BEGIN
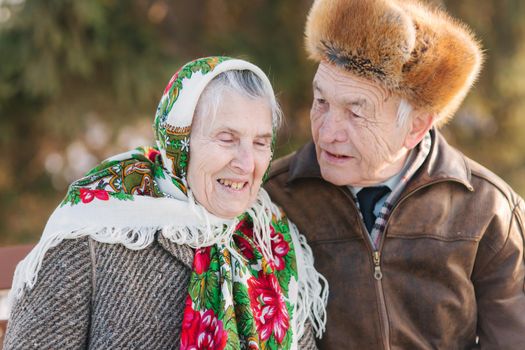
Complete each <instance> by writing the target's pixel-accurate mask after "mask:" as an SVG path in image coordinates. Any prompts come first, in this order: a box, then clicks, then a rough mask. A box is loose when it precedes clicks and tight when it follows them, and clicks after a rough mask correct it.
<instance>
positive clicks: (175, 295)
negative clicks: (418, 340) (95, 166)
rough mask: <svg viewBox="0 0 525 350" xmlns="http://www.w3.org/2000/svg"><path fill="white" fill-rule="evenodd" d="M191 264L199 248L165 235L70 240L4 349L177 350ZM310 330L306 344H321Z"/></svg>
mask: <svg viewBox="0 0 525 350" xmlns="http://www.w3.org/2000/svg"><path fill="white" fill-rule="evenodd" d="M192 263H193V251H192V249H190V248H189V247H188V246H180V245H177V244H174V243H172V242H170V241H168V240H167V239H165V238H164V237H162V236H160V235H158V237H157V239H156V240H155V241H154V242H153V243H152V244H151V245H150V246H148V247H147V248H145V249H143V250H136V251H135V250H129V249H127V248H125V247H124V246H122V245H120V244H103V243H98V242H96V241H94V240H92V239H89V238H87V237H85V238H80V239H75V240H65V241H63V242H62V243H61V244H60V245H59V246H57V247H55V248H52V249H50V250H49V251H48V252H47V253H46V256H45V258H44V262H43V265H42V268H41V269H40V272H39V274H38V280H37V283H36V285H35V286H34V287H33V289H31V290H29V291H26V292H25V294H24V295H23V297H22V298H21V299H19V300H18V301H17V302H16V303H15V305H14V308H13V310H12V312H11V318H10V320H9V322H8V326H7V332H6V337H5V341H4V350H14V349H23V350H28V349H57V350H65V349H104V350H106V349H148V350H156V349H178V348H179V343H180V334H181V328H182V317H183V311H184V301H185V298H186V294H187V290H188V281H189V277H190V273H191V266H192ZM307 329H308V331H307V332H306V334H305V335H304V336H303V337H302V339H301V340H300V344H299V348H300V349H316V346H315V341H314V338H313V332H312V330H311V327H308V328H307Z"/></svg>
END
## WORK REQUIRED
Reproduce the records above verbatim, from their beginning through the line containing "negative clicks: (418, 340) (95, 166)", leaving out the picture.

## EXPECTED OUTPUT
Complete each <instance> by writing the target's pixel-accurate mask after "mask:" as an SVG path in image coordinates. Any prompts come first, in this order: a box, then clicks, then a rough mask. A box is loose when it precedes clicks and tight when it follows them, and clicks after a rough mask correct it.
<instance>
positive clicks: (175, 295)
negative clicks: (418, 340) (95, 166)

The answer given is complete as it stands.